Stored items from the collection
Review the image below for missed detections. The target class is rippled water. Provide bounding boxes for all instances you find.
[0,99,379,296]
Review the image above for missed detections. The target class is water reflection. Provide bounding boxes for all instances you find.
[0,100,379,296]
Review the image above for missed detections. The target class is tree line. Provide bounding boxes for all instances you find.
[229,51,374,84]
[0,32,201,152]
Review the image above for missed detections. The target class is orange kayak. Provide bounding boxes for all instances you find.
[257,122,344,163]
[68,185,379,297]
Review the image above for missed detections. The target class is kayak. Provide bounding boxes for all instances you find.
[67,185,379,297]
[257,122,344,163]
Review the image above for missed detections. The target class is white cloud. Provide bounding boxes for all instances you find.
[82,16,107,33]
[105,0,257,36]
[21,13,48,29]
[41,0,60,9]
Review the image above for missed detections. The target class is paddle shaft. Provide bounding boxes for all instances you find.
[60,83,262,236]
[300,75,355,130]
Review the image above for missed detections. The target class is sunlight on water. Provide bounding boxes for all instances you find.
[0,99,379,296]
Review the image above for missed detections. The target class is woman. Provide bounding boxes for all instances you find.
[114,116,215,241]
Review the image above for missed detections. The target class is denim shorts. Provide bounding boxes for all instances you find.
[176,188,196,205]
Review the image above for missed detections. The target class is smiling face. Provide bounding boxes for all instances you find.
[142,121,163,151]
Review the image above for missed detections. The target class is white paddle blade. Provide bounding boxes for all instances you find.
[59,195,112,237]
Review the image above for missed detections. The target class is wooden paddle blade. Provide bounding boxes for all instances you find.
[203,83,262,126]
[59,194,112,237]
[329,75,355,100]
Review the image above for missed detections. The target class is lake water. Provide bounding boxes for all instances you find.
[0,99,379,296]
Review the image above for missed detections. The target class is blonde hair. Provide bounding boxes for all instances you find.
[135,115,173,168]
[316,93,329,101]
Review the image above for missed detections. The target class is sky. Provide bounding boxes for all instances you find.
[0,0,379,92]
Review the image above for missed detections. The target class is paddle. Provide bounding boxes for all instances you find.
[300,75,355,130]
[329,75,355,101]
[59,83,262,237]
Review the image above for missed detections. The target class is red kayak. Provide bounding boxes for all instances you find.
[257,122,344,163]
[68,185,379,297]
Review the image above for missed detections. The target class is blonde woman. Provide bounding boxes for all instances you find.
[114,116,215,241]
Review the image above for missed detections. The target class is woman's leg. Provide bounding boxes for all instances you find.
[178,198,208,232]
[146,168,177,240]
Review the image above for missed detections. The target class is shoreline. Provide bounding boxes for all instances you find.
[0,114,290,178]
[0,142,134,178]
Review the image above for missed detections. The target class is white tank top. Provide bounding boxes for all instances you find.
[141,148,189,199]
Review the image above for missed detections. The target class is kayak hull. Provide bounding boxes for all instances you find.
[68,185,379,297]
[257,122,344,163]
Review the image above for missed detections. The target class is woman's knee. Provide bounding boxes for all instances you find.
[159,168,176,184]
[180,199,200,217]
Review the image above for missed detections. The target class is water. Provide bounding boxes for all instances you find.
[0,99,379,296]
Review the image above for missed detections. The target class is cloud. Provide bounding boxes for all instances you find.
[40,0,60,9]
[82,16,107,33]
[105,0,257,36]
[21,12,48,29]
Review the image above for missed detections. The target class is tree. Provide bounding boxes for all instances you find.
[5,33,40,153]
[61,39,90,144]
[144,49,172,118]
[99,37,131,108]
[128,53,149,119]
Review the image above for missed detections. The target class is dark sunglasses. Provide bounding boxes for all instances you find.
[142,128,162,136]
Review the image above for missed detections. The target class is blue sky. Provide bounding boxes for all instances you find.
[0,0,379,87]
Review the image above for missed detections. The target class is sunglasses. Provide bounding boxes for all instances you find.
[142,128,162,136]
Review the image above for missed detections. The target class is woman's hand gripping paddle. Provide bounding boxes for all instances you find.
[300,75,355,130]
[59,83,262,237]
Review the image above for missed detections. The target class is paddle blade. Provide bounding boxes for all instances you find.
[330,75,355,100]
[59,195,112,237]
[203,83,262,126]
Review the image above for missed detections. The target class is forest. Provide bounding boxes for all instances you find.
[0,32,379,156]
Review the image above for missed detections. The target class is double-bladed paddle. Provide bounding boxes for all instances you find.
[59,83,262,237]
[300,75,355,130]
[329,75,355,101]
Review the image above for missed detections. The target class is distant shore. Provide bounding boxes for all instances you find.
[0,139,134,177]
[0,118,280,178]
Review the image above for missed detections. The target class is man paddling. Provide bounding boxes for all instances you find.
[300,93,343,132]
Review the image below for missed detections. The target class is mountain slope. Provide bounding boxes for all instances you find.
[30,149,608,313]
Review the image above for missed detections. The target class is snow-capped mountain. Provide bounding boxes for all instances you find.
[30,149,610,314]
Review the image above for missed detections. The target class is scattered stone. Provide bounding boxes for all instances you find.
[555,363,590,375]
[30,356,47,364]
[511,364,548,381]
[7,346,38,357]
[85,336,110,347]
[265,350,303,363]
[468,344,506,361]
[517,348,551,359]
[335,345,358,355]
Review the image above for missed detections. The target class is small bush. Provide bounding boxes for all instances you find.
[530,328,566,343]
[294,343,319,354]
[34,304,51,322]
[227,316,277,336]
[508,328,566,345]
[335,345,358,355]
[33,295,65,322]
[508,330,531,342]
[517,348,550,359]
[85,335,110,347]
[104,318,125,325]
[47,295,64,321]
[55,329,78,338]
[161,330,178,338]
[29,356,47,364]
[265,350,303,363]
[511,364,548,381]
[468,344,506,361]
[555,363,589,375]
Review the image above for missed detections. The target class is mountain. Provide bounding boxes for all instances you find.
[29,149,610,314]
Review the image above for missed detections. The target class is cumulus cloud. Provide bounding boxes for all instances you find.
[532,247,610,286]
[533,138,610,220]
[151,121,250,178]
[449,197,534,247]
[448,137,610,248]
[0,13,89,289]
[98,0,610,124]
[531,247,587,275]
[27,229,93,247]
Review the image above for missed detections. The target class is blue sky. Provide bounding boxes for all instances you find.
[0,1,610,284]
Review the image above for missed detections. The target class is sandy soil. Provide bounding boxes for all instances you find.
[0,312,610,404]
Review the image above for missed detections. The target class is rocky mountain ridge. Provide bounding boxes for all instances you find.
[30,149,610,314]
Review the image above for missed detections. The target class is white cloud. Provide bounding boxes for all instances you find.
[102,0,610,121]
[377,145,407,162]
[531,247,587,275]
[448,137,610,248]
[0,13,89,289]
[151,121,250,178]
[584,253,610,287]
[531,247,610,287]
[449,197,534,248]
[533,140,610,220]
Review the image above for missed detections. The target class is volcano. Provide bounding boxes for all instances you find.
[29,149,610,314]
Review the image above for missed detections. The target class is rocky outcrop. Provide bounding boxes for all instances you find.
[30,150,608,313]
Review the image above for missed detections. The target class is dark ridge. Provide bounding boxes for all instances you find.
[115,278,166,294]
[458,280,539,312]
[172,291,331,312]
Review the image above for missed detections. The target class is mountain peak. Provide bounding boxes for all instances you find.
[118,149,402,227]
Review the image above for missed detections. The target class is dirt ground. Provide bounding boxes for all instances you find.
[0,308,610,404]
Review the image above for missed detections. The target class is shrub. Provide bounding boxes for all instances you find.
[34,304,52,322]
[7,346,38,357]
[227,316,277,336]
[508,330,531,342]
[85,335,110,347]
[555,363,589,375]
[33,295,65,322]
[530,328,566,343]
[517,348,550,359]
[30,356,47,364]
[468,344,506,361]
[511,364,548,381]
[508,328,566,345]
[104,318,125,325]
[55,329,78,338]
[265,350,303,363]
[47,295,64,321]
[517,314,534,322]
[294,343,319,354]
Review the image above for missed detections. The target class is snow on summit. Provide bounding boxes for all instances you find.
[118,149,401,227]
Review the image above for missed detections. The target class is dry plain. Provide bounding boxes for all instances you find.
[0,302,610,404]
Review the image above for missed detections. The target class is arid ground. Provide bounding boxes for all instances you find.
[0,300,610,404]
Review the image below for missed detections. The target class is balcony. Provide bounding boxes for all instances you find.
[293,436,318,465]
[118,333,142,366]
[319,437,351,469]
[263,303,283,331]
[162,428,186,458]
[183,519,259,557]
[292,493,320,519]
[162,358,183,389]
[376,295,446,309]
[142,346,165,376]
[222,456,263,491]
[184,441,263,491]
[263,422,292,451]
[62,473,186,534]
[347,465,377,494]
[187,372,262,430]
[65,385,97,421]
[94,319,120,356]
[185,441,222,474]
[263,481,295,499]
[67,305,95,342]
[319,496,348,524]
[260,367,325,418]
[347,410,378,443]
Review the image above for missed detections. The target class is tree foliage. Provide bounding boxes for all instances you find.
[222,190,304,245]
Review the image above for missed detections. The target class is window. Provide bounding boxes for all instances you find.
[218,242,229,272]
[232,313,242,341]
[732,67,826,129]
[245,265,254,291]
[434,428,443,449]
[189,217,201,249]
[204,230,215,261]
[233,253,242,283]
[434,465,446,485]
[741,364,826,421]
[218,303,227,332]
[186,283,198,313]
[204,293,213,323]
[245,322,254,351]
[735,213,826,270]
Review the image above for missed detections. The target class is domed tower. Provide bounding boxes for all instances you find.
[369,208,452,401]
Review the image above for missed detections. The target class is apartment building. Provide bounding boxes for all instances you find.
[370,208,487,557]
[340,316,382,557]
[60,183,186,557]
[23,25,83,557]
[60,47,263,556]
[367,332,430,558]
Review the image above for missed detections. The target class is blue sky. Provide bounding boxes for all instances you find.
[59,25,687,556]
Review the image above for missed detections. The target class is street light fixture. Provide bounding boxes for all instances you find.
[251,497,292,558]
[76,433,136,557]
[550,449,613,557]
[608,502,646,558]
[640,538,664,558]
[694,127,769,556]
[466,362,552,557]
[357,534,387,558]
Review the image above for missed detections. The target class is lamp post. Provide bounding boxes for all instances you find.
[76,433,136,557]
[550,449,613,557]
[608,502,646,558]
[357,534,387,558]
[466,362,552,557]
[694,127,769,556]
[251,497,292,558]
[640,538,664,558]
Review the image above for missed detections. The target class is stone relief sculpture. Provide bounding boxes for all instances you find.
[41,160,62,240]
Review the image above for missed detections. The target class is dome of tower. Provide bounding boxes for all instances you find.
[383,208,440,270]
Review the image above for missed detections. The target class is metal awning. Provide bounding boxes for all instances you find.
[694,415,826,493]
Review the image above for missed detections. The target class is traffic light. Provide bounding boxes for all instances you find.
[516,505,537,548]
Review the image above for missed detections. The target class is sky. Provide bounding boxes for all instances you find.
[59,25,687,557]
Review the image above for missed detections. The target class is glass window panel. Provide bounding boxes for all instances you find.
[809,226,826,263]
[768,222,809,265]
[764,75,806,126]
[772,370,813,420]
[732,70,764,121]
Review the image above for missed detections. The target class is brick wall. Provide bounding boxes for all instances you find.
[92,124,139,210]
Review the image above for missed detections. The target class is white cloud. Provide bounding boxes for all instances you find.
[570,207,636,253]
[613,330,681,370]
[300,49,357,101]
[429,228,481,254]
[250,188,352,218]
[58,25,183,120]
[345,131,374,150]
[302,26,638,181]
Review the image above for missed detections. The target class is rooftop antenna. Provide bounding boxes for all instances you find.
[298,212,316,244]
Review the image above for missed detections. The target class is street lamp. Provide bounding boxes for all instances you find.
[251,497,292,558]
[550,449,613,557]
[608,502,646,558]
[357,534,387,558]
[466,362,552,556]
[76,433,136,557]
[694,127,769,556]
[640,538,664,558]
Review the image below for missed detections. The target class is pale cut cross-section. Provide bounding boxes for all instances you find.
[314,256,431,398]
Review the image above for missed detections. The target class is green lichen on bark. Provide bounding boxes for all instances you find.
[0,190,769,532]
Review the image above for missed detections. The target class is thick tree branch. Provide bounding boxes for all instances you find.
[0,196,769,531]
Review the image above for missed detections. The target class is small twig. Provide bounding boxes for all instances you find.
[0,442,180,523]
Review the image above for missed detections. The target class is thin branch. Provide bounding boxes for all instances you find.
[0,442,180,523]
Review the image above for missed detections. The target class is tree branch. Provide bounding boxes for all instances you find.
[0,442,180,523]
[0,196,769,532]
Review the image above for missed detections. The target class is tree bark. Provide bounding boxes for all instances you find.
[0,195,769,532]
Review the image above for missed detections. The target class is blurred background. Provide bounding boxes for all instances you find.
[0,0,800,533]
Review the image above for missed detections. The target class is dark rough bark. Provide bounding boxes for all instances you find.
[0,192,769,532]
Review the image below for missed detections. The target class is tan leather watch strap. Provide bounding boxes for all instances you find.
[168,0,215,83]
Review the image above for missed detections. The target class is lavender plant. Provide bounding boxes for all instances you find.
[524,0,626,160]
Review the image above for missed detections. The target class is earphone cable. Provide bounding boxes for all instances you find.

WHAT NEEDS TO BE DONE: Render the listing as a Markdown table with the columns Row and Line, starting at the line that contains "class is wooden" and stopping after the line that contains "[180,199,200,217]". Number each row, and leave out blank lines.

SOLUTION TO THIS EXERCISE:
| Row | Line |
|---|---|
| 1 | Review the image above for missed detections. The target class is wooden paddle blade. Provide bounding boxes for all instances you find. |
| 2 | [203,83,262,126] |
| 3 | [59,194,112,237] |
| 4 | [329,75,355,100] |
| 5 | Review the image above for missed detections. The target class is lake water. Provide bounding boxes for all instances you find. |
| 6 | [0,99,379,296] |
| 7 | Review the image above for missed detections. The target class is blonde hair. Provide bounding boxes for all instances you find. |
| 8 | [135,115,173,168] |
| 9 | [316,93,329,101] |
| 10 | Review the image above for missed detections. The target class is sky. Provide bounding boxes for all instances you find. |
| 11 | [0,0,379,92] |
| 12 | Review the image above for missed detections. The target class is paddle. Provide bounding boxes for all instances you find. |
| 13 | [300,75,355,130] |
| 14 | [329,75,355,101] |
| 15 | [59,83,262,237] |
| 16 | Review the image above for missed detections. The target class is red kayak. Provide bounding boxes for all instances you find. |
| 17 | [257,122,344,163] |
| 18 | [68,185,379,297] |
| 19 | Review the image above for missed detections. The target class is blonde woman. Provide bounding boxes for all instances you find. |
| 20 | [114,116,215,241] |
| 21 | Review the image above for missed detections. The target class is woman's leg. Provide bounding boxes for all instances you find. |
| 22 | [178,198,208,232] |
| 23 | [146,168,177,240] |
| 24 | Review the image above for missed detections. The target class is shoreline. Provide bounding boxes for all instances you find. |
| 25 | [0,114,290,178] |
| 26 | [0,142,134,178] |
| 27 | Review the image above for missed detections. The target class is white tank top. Provide bounding boxes for all instances you find. |
| 28 | [141,148,189,199] |
| 29 | Review the image above for missed detections. The target class is kayak hull. Provide bounding boxes for all instances you find. |
| 30 | [68,185,379,297] |
| 31 | [257,122,344,163] |
| 32 | Review the image above for missed detections. The target class is woman's knee. Provide bounding boxes for all instances you find. |
| 33 | [159,168,176,184] |
| 34 | [180,199,200,217] |